* QUOTED PASSAGE *
How do you hope to impact your readers with these devotionals?
Melanie Redd 05:41
Yeah, that’s a great question. You know, I think it’s pretty simple for me. And I like things easy. I know, some people sometimes think it’s too simple.
But I’m like, really, I have two things: I want to offer hope to people to their hearts and lives. And I want to point people back to Jesus.
And if I do those two things, really nothing else matters.
I’ve never been … I have political views, but I don’t use them primarily in my writing, because I feel like that’s not my calling.
My calling is to point people to Jesus and to give them hope.
And so I would say those are always my two things I really seek to do more than anything else.
Dalene Bickel 06:15
And that leads kind of into the ministry that you have. Right? And can you tell us a little bit about that?
Melanie Redd 06:21
Sure. Well, I know you had asked how I got called into writing and it’s so fun. I think we can sometimes not see what God is doing when we look ahead. But when we look back, we see and we think, “Wow.”
And I look back and I think — I had to think about this today, as I was praying through our conversation, what we’re going to talk about — and I thought about a third grade teacher that I had. Her name was Mrs. Winters.
I used to love creative writing. And I remember one day, she pulled me up to her desk. I was in the third grade in an all-girls’ school.
And she she looked at me and she said, “You’re good at this. You should keep writing.” And it was that simple. But I remember it like it happened yesterday.
And then a few years later, I’m 15 years old, I’m at youth camp; it was a summer camp in June. The camp Pastor, Dan de Haan, was sharing that he felt like God was calling some people in ministry. And that night, I felt God’s call.
I just knew that God was calling me to do ministry for the rest of my life. And my heart was to minister to women. And so that was cool. But I had no idea that that would involve writing, you know.
As I look back, and so I got my bachelor’s degree at Baylor University – I have an education in English background – and I started teaching school.
And that’s when Lifeway kind of came into the picture and reached out to me, and so I started writing with them. Then years later, I’m blogging and writing books.
And so it’s just cool to see how God took a love as a child. And then he took my heart as a teenager. And now he’s letting me as an adult, do all these things that just fit with my story.
Dalene Bickel 07:55
Yes, I love that. So I know you said you have a heart for women. And from some of the some of your backlist titles, other books that you’ve written, it looks like you have a specific heart for teen girls and young women. Is that correct?
Melanie Redd 08:12
Yeah, I really … I didn’t even know how much I did. And a few years ago, I got contracted to write a book with the company called Callisto. They’re in San Francisco and in New York. And they wanted a devotional for teen girls.
And as I began to study and pray, it was to be for pretty much 11 to 18-19 year olds was kind of our range. It actually ended up being a lot of younger girls read it, too.
But it’s been a lot of fun because I love to see teenage, especially teenage girls, fall in love with Jesus when they’re 13, and 14, and 15. Because then they can serve Him their whole life.
I had that experience. And I want that for other kids. Of course, God redeems people at any age.
But there’s something wonderful about a kid not having to go through a horrible season of rebellion or not finding the Lord later in life, but coming to know Him and trust Him when they’re young.

* MATERIAL PROVIDED *

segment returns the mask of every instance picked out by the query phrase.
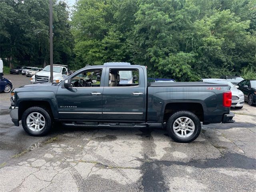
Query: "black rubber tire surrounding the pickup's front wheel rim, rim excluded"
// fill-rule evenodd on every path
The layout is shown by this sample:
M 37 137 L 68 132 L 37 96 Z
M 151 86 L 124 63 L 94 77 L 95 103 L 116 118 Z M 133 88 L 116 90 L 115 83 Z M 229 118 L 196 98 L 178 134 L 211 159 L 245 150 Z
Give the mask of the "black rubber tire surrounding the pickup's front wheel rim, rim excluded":
M 42 116 L 45 119 L 44 128 L 38 132 L 30 130 L 30 128 L 28 128 L 27 123 L 26 123 L 26 119 L 27 119 L 28 115 L 30 115 L 32 112 L 38 112 L 38 113 L 42 114 Z M 47 108 L 30 107 L 22 114 L 21 122 L 22 122 L 22 127 L 24 128 L 24 130 L 26 131 L 27 134 L 29 134 L 31 136 L 44 136 L 44 135 L 48 134 L 48 132 L 51 130 L 53 121 L 52 121 L 51 113 Z

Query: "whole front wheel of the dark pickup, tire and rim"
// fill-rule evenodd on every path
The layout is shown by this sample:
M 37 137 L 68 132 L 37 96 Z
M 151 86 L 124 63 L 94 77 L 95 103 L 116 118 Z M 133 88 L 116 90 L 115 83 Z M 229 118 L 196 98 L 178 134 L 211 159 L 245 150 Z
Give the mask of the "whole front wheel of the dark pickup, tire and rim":
M 50 112 L 42 107 L 30 107 L 21 118 L 22 127 L 32 136 L 44 136 L 52 127 Z

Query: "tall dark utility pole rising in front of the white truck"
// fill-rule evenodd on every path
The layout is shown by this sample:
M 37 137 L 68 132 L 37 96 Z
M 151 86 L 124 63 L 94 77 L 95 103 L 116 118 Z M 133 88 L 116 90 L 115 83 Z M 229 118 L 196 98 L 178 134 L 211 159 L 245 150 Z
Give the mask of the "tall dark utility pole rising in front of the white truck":
M 53 83 L 52 0 L 50 0 L 50 82 Z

* WORK ORDER 1 *
In the interview, what was the name of the third grade teacher who told Melanie Redd to keep writing?
* WORK ORDER 2 *
Repeat the interview word for word, from "And so I would" to "bit about that?".
The listing comes from a source separate from the interview.

* TASK RESPONSE 1 *
Mrs. Winters.

* TASK RESPONSE 2 *
And so I would say those are always my two things I really seek to do more than anything else.
Dalene Bickel 06:15
And that leads kind of into the ministry that you have. Right? And can you tell us a little bit about that?